**Problem details:**
From the listing below, reproduce word for word everything from the line containing "to find sweater" down to the line containing "[104,36,148,127]", with both of those lines included.

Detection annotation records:
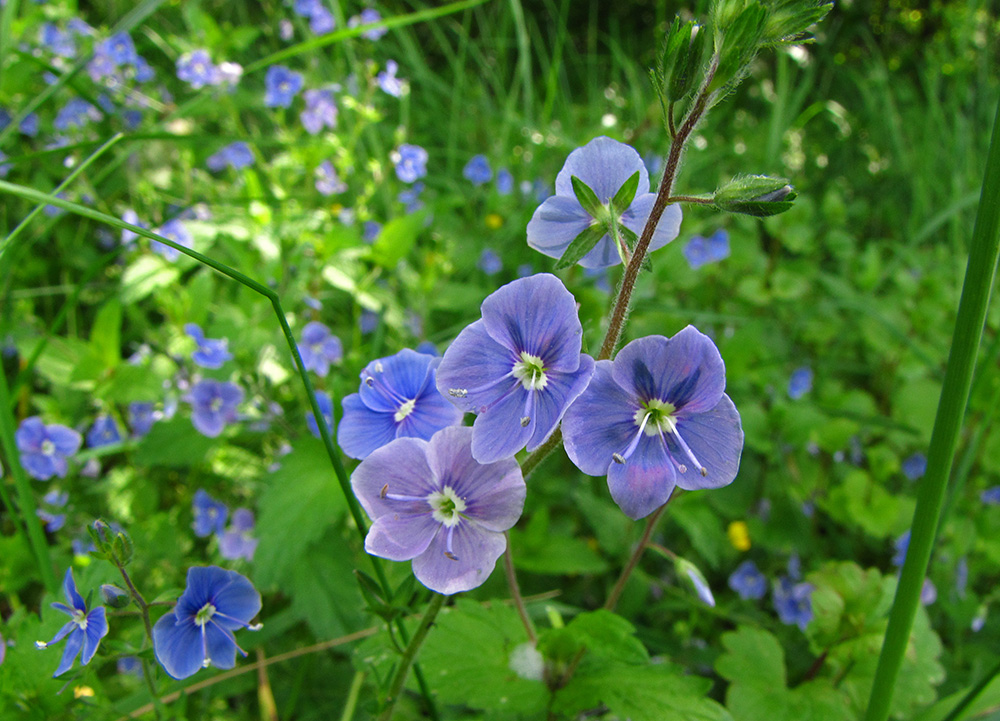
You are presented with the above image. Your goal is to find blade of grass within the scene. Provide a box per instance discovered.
[865,93,1000,721]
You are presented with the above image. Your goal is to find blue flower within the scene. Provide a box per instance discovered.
[773,576,813,631]
[462,155,493,185]
[684,229,729,270]
[186,378,243,438]
[392,143,427,183]
[153,566,261,679]
[264,65,302,108]
[528,137,681,268]
[184,323,233,370]
[191,488,229,538]
[299,90,337,135]
[563,326,743,519]
[729,561,767,599]
[14,416,82,481]
[788,366,812,401]
[903,453,927,481]
[87,415,122,448]
[35,569,108,678]
[298,321,344,378]
[337,348,462,458]
[351,426,526,594]
[437,273,594,463]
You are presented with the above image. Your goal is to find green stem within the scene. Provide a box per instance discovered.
[865,93,1000,721]
[0,370,59,593]
[379,593,446,721]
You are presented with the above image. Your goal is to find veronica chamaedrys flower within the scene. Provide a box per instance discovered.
[437,273,594,463]
[337,348,462,459]
[153,566,261,679]
[563,326,743,519]
[35,569,108,678]
[14,416,83,481]
[528,136,681,268]
[351,426,526,594]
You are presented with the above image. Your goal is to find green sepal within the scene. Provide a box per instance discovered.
[555,225,608,270]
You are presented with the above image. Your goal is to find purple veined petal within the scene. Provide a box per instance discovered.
[52,627,83,678]
[80,606,108,666]
[351,438,441,520]
[153,612,204,679]
[337,393,396,460]
[527,353,594,453]
[562,360,639,476]
[667,394,743,491]
[556,135,649,203]
[608,434,676,521]
[436,320,520,413]
[365,502,441,561]
[482,273,583,372]
[413,522,507,595]
[621,193,683,252]
[612,325,726,418]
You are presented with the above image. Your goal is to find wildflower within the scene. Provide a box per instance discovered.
[299,90,337,135]
[153,566,261,679]
[684,229,729,270]
[351,426,526,594]
[219,508,257,561]
[186,378,243,438]
[528,137,681,268]
[184,323,233,370]
[773,576,813,631]
[298,321,344,378]
[337,348,462,458]
[729,561,767,600]
[35,569,108,678]
[788,366,812,401]
[462,155,493,185]
[14,416,82,481]
[437,273,594,463]
[87,415,122,448]
[264,65,302,108]
[563,326,743,519]
[392,143,427,183]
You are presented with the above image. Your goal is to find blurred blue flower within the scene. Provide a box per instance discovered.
[264,65,302,108]
[191,488,229,538]
[462,155,493,185]
[299,90,337,135]
[476,248,503,275]
[437,273,592,467]
[205,140,253,171]
[184,323,233,370]
[788,366,812,400]
[684,228,729,270]
[14,416,82,481]
[35,569,108,678]
[528,136,681,268]
[337,348,462,458]
[392,143,427,183]
[298,321,344,378]
[185,378,243,438]
[87,415,122,448]
[729,561,767,599]
[903,453,927,481]
[375,60,403,98]
[316,160,347,195]
[351,426,526,595]
[562,326,743,520]
[153,566,261,679]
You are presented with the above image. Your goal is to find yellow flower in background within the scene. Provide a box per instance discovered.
[726,521,750,551]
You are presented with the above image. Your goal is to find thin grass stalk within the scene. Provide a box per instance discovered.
[865,93,1000,721]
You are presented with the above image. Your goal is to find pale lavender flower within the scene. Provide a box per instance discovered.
[351,426,526,594]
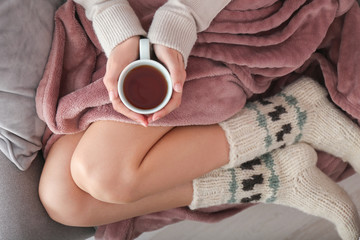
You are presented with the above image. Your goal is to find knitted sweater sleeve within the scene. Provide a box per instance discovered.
[148,0,231,65]
[74,0,146,56]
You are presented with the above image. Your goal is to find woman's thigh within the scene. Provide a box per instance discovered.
[71,121,228,203]
[39,124,192,226]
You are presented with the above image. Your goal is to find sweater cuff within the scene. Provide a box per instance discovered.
[93,5,146,57]
[148,8,197,67]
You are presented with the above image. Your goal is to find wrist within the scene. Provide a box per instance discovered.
[93,4,146,57]
[148,8,197,66]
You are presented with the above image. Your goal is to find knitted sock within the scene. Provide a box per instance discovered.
[219,77,360,173]
[189,143,360,240]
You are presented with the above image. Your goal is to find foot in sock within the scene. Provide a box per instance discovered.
[219,77,360,173]
[189,143,360,240]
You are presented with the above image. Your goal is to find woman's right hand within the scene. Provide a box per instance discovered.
[104,36,148,127]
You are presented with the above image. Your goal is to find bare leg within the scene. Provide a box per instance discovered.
[71,121,228,203]
[39,133,192,226]
[39,122,228,226]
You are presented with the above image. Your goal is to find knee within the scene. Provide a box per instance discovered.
[39,175,91,227]
[71,151,139,204]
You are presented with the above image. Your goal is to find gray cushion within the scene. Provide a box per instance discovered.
[0,0,62,170]
[0,152,95,240]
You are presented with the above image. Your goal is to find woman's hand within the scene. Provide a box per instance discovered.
[104,36,148,126]
[147,44,186,122]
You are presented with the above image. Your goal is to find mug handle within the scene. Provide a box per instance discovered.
[139,38,150,60]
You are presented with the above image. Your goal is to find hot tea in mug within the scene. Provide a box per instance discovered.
[118,39,172,114]
[123,65,168,109]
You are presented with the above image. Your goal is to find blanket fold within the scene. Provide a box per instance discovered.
[36,0,360,240]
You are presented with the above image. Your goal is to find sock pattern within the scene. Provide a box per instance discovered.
[227,153,280,203]
[189,143,360,240]
[219,77,360,173]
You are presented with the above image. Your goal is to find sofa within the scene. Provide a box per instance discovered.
[0,0,95,240]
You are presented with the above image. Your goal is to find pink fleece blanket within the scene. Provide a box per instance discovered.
[36,0,360,239]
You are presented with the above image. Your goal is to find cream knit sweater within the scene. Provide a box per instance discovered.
[75,0,231,65]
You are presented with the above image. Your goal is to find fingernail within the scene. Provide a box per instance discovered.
[174,83,182,92]
[152,115,160,122]
[109,91,115,102]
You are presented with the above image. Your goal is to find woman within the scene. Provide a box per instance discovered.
[39,0,360,239]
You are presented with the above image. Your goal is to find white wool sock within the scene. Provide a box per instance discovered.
[189,143,360,240]
[219,77,360,173]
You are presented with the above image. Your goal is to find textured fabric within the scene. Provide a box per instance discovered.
[190,143,360,240]
[148,0,230,66]
[0,152,95,240]
[75,0,146,56]
[220,77,360,173]
[37,0,360,239]
[74,0,230,65]
[0,0,62,170]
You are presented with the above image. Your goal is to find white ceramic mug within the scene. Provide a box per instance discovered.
[118,38,173,114]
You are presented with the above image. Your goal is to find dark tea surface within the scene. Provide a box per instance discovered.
[123,65,167,109]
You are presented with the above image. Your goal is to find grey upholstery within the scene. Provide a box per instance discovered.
[0,152,95,240]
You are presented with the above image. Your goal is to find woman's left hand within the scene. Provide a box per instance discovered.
[148,44,186,123]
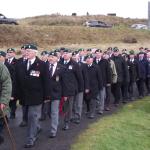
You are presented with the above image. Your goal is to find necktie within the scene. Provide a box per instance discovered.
[49,64,54,77]
[27,60,31,70]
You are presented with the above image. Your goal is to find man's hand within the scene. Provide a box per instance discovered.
[64,97,68,101]
[0,104,6,110]
[10,97,14,101]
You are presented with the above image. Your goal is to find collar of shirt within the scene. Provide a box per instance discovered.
[52,63,57,76]
[8,57,14,63]
[28,57,36,65]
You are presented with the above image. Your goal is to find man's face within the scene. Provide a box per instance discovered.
[20,48,26,57]
[0,56,5,63]
[26,49,36,59]
[7,51,16,58]
[103,54,109,59]
[95,52,102,59]
[63,52,71,60]
[41,55,48,62]
[139,54,144,59]
[113,51,119,56]
[129,55,134,59]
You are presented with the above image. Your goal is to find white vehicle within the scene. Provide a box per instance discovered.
[131,24,148,29]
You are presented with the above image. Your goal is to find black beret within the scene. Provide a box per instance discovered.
[95,49,102,53]
[78,48,84,52]
[85,54,93,60]
[25,44,37,50]
[0,51,6,57]
[60,47,65,51]
[129,50,135,55]
[64,48,71,53]
[49,51,57,57]
[72,51,78,56]
[139,52,145,55]
[87,48,92,52]
[7,48,15,53]
[41,51,48,56]
[113,47,119,52]
[107,47,112,50]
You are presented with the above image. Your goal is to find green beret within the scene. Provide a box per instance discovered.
[129,50,135,55]
[85,54,93,60]
[41,51,48,56]
[7,48,15,53]
[0,51,6,57]
[49,51,57,57]
[113,47,119,52]
[25,44,38,50]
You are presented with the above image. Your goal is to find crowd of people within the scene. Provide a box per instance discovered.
[0,44,150,148]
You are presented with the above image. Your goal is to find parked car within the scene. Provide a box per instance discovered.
[0,14,18,25]
[84,20,112,28]
[131,24,148,29]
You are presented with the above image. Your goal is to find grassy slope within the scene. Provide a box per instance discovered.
[72,97,150,150]
[0,15,150,49]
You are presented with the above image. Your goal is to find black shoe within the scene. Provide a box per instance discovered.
[10,114,16,119]
[73,119,80,124]
[88,115,95,119]
[49,133,56,138]
[19,121,27,127]
[0,136,4,145]
[62,124,69,130]
[39,117,46,121]
[97,110,103,115]
[24,141,35,148]
[105,107,110,111]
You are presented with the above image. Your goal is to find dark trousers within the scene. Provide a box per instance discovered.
[105,86,111,107]
[0,118,4,136]
[111,82,121,104]
[137,79,145,97]
[9,99,17,116]
[146,77,150,94]
[22,106,28,122]
[41,102,51,119]
[121,82,129,101]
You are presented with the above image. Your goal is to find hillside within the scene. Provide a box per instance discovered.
[0,15,150,49]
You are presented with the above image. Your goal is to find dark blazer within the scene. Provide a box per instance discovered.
[4,58,18,98]
[137,59,147,79]
[94,58,112,86]
[127,59,138,83]
[62,60,83,96]
[86,64,103,99]
[78,62,90,91]
[47,63,65,100]
[15,57,50,106]
[111,56,129,83]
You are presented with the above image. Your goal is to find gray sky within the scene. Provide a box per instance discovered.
[0,0,148,18]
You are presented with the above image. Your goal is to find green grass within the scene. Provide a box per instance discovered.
[71,97,150,150]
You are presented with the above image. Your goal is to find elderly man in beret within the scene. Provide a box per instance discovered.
[16,44,49,148]
[0,61,12,144]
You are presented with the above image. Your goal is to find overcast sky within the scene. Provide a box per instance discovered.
[0,0,148,18]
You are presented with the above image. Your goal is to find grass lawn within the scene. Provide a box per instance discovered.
[71,97,150,150]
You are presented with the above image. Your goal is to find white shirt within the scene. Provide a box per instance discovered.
[52,63,57,76]
[27,57,36,70]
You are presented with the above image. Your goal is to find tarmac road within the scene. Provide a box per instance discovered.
[0,103,122,150]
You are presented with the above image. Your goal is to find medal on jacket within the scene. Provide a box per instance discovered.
[56,76,59,82]
[30,70,40,77]
[68,65,72,70]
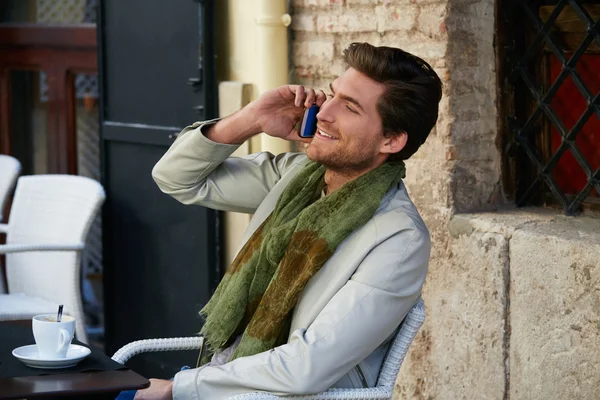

**The completed task:**
You are presented with the above image. Your goal is to find sweater cuff within the scene. Provide a box per instance discovered.
[93,5,146,57]
[148,8,197,67]
You are presented with the above image. Your goal is to find wrist within the scene. Provide a box per instance discovered.
[93,4,146,57]
[148,8,197,66]
You are presented with the above image. Your goal is to find knitted sock within the scene. Provide a box per instance discovered.
[219,77,360,173]
[189,143,360,240]
You are presented with the above image. Your goal is to find foot in sock within the scene. Provide a box per instance discovered.
[219,77,360,173]
[189,143,360,240]
You are presented with the above image. Your goal is to find woman's right hand within the scene. Provide a box per instance discovered.
[104,36,148,127]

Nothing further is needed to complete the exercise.